§ **TAREFA PROPOSTA 1**:
Reproduza o trecho do texto sobre Teófano trocando "Doué" por "Niort": comece nas palavras "Decide-se pela vida" e pare depois de "do santo sacerdote.".
§ **TAREFA PROPOSTA 2**:
Mostre, sem qualquer alteração, todas as linhas que contêm a palavra "roof".

O martírio de um conterrâneo
lhe causa uma santa inveja
João
Teófano nasceu em 21 de Novembro de 1829 em Saint-Loup-sur-Thouet,
na diocese de Poitiers, na França. Era o segundo entre quatro irmãos
(Melânia, Teófano, Henrique e Eusébio). Contava ele nove anos quando
lhe chegou às mãos um livreto no qual era relatada a vida e morte de
São João Carlos Cornay, missionário
martirizado
pouco antes em Tonkin (região na qual se localiza a cidade de Hanói,
e que se estendia por áreas geográficas que na actualidade pertencem
à China, ao Laos, e ao Vietnam). O mártir, nascido também na França
em uma localidade situada a trinta quilómetros de Saint-Loup (também
diocese de Poitiers), tivera seu corpo cortado em pedaços, e sua
história fez o pequeno Teófano entusiasmar-se com a leitura: “também
quero ir para Tonkin; também quero ser mártir”, almejava.
Decide-se pela vida
sacerdotal
Abrindo
a alma ao seu pai, cristão exemplar, Teófano manifestou seu desejo
de tornar-se padre, e iniciou seus estudos em Doué, cinquenta
quilómetros ao norte de onde sua família residia. Durante os estudos
perdeu sua mãe, cuja morte deu-se em 1843. Sua irmã mais velha,
Melânia, ocuparia o lugar da falecida mãe para receber os afectos de
Teófano, inexistindo segredos entre ambos, porém a influência mais
profunda no grupo familiar era exercida pelo pai, o que emana do
eloquente epistolário que sobreviveu ao martírio do santo sacerdote.

§ **LINHAS DE DADOS**:
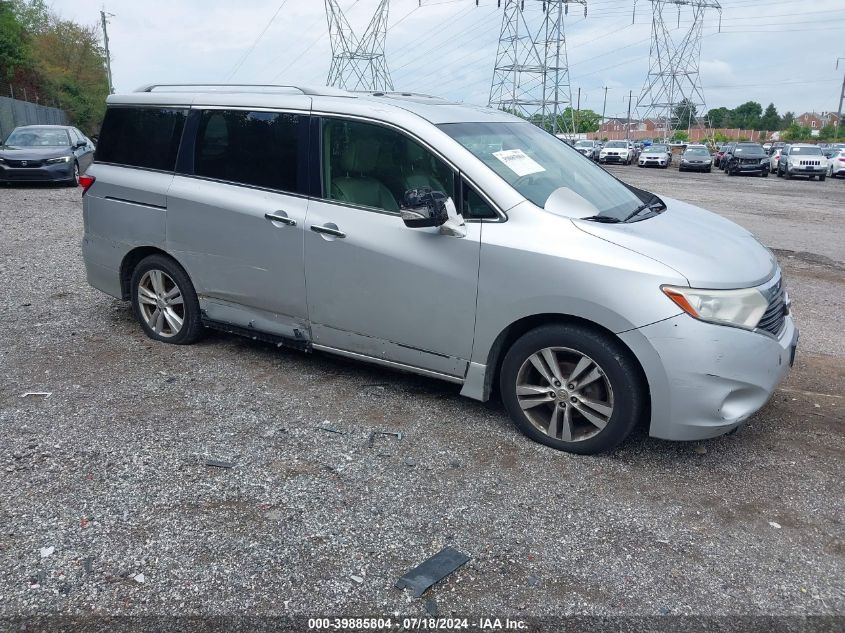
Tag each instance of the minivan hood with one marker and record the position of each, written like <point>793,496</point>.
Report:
<point>707,249</point>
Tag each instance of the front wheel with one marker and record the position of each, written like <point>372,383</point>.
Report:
<point>164,301</point>
<point>74,179</point>
<point>572,388</point>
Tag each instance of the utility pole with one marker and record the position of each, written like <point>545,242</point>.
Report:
<point>531,71</point>
<point>577,122</point>
<point>106,44</point>
<point>358,64</point>
<point>841,95</point>
<point>673,75</point>
<point>603,108</point>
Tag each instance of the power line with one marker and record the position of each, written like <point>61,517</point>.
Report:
<point>244,57</point>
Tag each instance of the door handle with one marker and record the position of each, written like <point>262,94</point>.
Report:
<point>328,230</point>
<point>280,216</point>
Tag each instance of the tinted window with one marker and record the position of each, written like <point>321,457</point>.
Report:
<point>374,166</point>
<point>474,206</point>
<point>141,137</point>
<point>253,148</point>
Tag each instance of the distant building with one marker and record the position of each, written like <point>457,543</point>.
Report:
<point>816,121</point>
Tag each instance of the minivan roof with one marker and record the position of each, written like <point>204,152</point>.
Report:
<point>436,110</point>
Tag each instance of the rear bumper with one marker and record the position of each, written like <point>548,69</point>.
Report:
<point>49,173</point>
<point>705,379</point>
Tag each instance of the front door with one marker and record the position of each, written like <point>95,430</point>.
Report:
<point>235,217</point>
<point>376,287</point>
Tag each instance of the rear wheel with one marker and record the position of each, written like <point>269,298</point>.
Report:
<point>164,301</point>
<point>572,388</point>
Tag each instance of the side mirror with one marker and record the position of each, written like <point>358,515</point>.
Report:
<point>423,207</point>
<point>426,208</point>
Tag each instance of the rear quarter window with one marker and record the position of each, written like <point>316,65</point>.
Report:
<point>146,137</point>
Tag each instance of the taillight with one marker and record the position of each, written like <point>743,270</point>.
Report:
<point>85,182</point>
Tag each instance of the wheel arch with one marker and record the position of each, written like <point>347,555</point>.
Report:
<point>132,259</point>
<point>513,331</point>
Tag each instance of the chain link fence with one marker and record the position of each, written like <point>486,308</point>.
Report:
<point>19,106</point>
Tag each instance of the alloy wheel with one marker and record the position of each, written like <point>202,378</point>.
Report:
<point>564,394</point>
<point>161,303</point>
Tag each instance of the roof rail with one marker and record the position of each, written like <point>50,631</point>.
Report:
<point>306,90</point>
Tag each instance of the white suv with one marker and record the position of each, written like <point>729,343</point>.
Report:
<point>617,152</point>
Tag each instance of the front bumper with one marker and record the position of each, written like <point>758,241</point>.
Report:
<point>706,379</point>
<point>750,168</point>
<point>58,172</point>
<point>806,170</point>
<point>695,166</point>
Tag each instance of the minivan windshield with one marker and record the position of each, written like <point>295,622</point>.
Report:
<point>35,137</point>
<point>748,150</point>
<point>536,164</point>
<point>809,151</point>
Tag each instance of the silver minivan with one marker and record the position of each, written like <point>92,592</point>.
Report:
<point>453,241</point>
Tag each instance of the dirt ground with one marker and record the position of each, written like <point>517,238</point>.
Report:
<point>108,505</point>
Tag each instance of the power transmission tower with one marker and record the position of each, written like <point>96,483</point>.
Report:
<point>358,64</point>
<point>104,17</point>
<point>673,76</point>
<point>531,76</point>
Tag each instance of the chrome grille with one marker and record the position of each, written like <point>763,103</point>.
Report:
<point>773,318</point>
<point>23,163</point>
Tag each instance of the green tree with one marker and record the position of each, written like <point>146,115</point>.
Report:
<point>719,117</point>
<point>747,116</point>
<point>585,121</point>
<point>770,120</point>
<point>684,114</point>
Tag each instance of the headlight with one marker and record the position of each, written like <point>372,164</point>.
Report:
<point>740,308</point>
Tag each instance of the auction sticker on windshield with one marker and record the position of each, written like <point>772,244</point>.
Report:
<point>518,162</point>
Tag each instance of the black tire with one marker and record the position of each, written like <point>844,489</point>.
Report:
<point>74,181</point>
<point>191,329</point>
<point>629,391</point>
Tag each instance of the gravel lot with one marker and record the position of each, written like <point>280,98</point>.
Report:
<point>109,472</point>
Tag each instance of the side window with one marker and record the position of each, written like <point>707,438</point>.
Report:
<point>141,137</point>
<point>374,166</point>
<point>474,206</point>
<point>252,148</point>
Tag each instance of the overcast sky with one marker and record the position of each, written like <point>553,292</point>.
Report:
<point>781,51</point>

§ **RESPOSTA RESOLVIDA 1**:
Decide-se pela vida
sacerdotal
Abrindo
a alma ao seu pai, cristão exemplar, Teófano manifestou seu desejo
de tornar-se padre, e iniciou seus estudos em Niort, cinquenta
quilómetros ao norte de onde sua família residia. Durante os estudos
perdeu sua mãe, cuja morte deu-se em 1843. Sua irmã mais velha,
Melânia, ocuparia o lugar da falecida mãe para receber os afectos de
Teófano, inexistindo segredos entre ambos, porém a influência mais
profunda no grupo familiar era exercida pelo pai, o que emana do
eloquente epistolário que sobreviveu ao martírio do santo sacerdote.

§ **RESPOSTA RESOLVIDA 2**:
Tag each instance of the minivan roof with one marker and record the position of each, written like <point>204,152</point>.
Tag each instance of the roof rail with one marker and record the position of each, written like <point>50,631</point>.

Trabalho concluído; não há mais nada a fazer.